He also released a single in May of the same year titled "‘Al Waad" (عالوعد), written, composed, and arranged by Wael Al-Sharqawi.

He released a single in July of the same year titled "Ahwetko Mashroubeh" (قهوتكو مشروبة), a Jordanian-dialect song written, composed, and arranged by Ali Khair.

In 2013
In February, he released the music video for his famous song "Afa Ya Ghali", which he filmed in Amman under the direction of Rouhi Lutfi.

He also released, in May of the same year, a single titled "‘Einha Alayya" (عينها عليا), with lyrics by Abdulrahman Assem, composed by Karim Ashour, and arranged by Mansi. It was produced in Cairo.

In 2015
He released a single in January titled "Ba‘shaqak Sadeqni" (بعشقك صدقني), with lyrics by Areej Dou, composed by Salim Salameh, and arranged by Rojie Khoury. It was recorded in Lebanon.

********

REQUIRED TASK 1 - List every song title mentioned in the release history above.
REQUIRED TASK 2 - In the release history, in which city was the music video for "Afa Ya Ghali" filmed?
REQUIRED TASK 3 - Please pick up the release history at the point where it stops, following on from its final sentence.

Records of labeled points -
********

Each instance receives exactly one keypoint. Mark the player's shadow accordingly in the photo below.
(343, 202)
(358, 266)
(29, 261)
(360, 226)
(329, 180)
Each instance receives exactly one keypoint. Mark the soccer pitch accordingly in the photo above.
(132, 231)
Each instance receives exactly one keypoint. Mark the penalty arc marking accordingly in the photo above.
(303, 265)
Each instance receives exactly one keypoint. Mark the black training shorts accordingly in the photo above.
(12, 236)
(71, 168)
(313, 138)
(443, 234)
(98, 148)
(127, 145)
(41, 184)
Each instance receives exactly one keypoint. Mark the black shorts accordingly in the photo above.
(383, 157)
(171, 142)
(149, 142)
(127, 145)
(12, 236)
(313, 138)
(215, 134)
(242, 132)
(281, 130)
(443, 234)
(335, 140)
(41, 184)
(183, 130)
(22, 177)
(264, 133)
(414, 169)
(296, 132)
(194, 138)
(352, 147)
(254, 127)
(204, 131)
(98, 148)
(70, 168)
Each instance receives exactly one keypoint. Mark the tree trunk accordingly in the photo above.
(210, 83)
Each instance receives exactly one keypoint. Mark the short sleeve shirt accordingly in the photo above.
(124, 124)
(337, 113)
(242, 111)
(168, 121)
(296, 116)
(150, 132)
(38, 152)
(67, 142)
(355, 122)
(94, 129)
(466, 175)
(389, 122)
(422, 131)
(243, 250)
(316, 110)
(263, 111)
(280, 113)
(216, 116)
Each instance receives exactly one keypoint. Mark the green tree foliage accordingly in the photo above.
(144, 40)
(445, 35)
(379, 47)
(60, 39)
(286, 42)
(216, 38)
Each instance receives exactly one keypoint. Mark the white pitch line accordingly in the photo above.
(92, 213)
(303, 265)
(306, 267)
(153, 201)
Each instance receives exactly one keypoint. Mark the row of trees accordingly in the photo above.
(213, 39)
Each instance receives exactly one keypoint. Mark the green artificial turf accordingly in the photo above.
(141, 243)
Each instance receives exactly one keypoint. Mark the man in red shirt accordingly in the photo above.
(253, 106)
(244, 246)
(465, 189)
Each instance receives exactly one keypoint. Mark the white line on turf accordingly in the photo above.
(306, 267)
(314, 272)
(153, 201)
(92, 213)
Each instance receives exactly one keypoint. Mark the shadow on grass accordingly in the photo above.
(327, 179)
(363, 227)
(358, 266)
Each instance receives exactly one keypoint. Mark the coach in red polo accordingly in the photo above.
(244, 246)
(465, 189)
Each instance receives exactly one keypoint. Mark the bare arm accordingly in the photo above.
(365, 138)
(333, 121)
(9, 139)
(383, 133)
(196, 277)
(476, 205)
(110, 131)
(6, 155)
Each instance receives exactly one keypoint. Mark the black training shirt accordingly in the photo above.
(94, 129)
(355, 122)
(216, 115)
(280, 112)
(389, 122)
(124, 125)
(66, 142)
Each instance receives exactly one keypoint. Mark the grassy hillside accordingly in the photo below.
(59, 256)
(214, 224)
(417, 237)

********

FINAL ANSWER 1 - "‘Al Waad", "Ahwetko Mashroubeh", "Afa Ya Ghali", "‘Einha Alayya", "Ba‘shaqak Sadeqni"

FINAL ANSWER 2 - Amman

FINAL ANSWER 3 -
He released a single in April of the same year titled "El-Bilad Talabet Ahlha" (البلاد طلبت اهلها), written and composed by himself and arranged by Haitham Qa‘war.

He released a song titled "Bas Bas" (بس بس), which achieved very wide success, in late July of the same year. The song is written, composed, and arranged by Toni Qattan himself, and was recorded at Qa‘war Studios.

He released a single titled "Serti Halali" (صرتي حلالي), written, composed, and arranged by Wael Al-Sharqawi, which garnered more than 20 million views on YouTube.

At the end of 2015 he released a song titled "Ah Ya Weili" (آه يا ويلي), with lyrics by Omar Sari, composed by Toni Qattan himself, and arranged by Seif.

In 2016

At the beginning of 2016 he released a song titled "Allah Yerham" (الله يرحم), with lyrics by Omar Sari, composed by Toni Qattan, and arranged by Ahmad Rami.

In February 2016 he released a song titled "Enti Enti" (انتي انتي), with lyrics and composition by Suleiman Abboud and arrangement by Mounir Ja‘far.

In March 2016 he released the song "Sheltak Min Hayati" (شلتك من حياتي), written, composed, and arranged by himself.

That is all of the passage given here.